**PROVIDED INFORMATION**.

····················

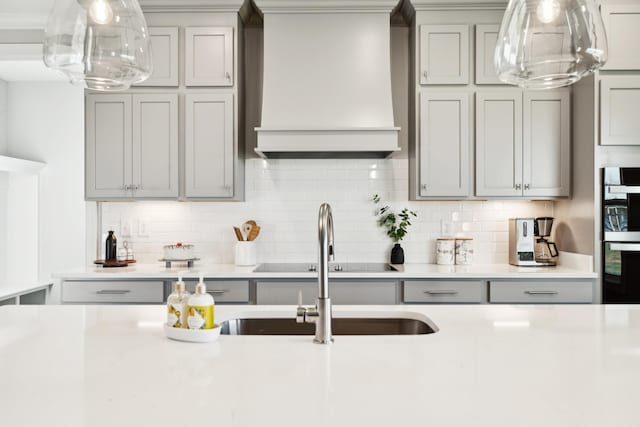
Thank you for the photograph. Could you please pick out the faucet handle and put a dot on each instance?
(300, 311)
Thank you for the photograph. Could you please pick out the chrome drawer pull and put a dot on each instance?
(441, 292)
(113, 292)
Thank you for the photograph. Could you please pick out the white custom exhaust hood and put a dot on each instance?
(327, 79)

····················

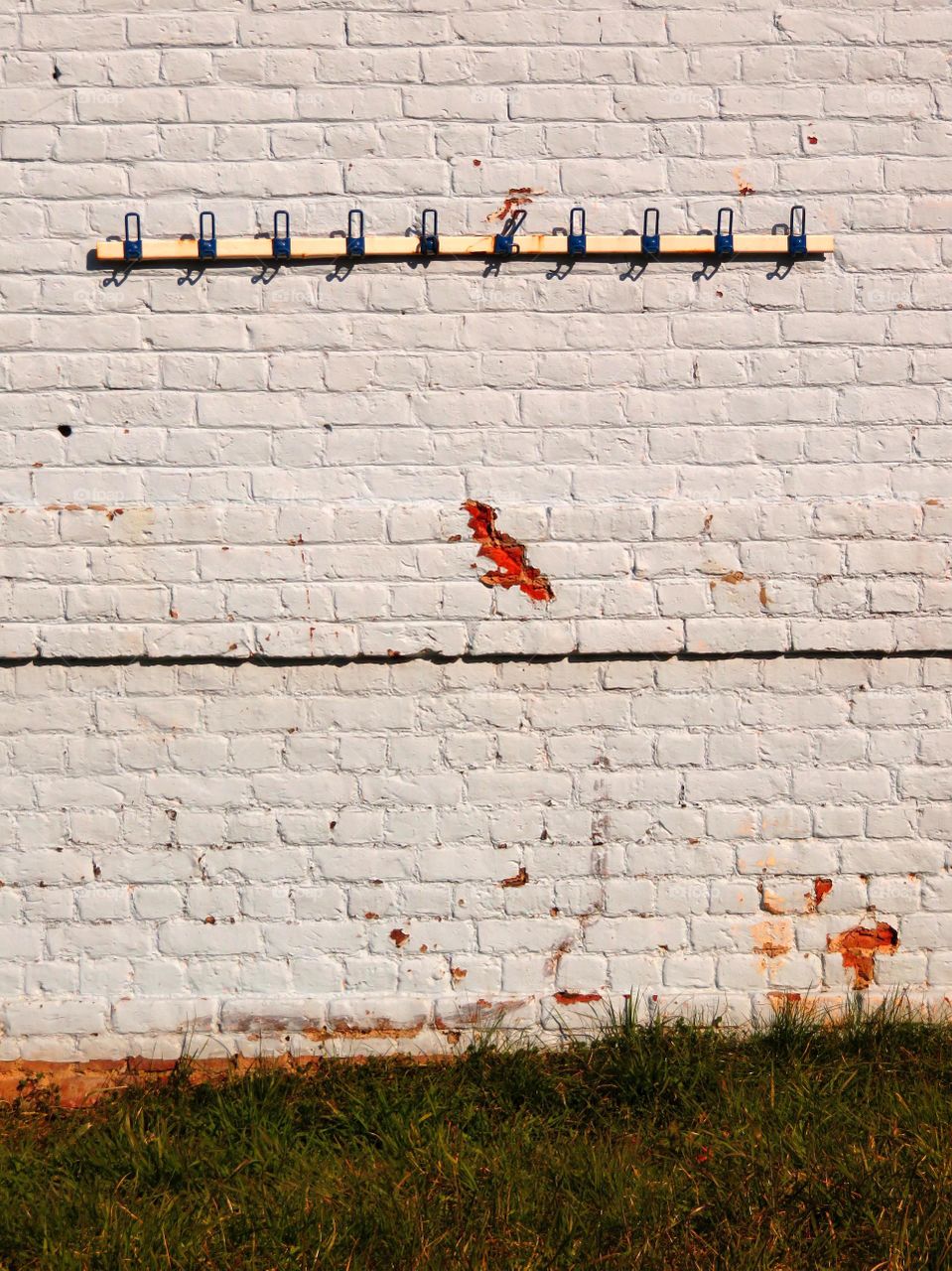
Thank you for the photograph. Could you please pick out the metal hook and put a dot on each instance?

····················

**WHAT IS REQUIRED**.
Can you locate each line in the data above that contains the word "drawer" and copy it out in full? Case counts when matching.

**RESULT**.
Thank you for the photograph. Could you please pick out the chrome drawer pull and put a dot on each instance?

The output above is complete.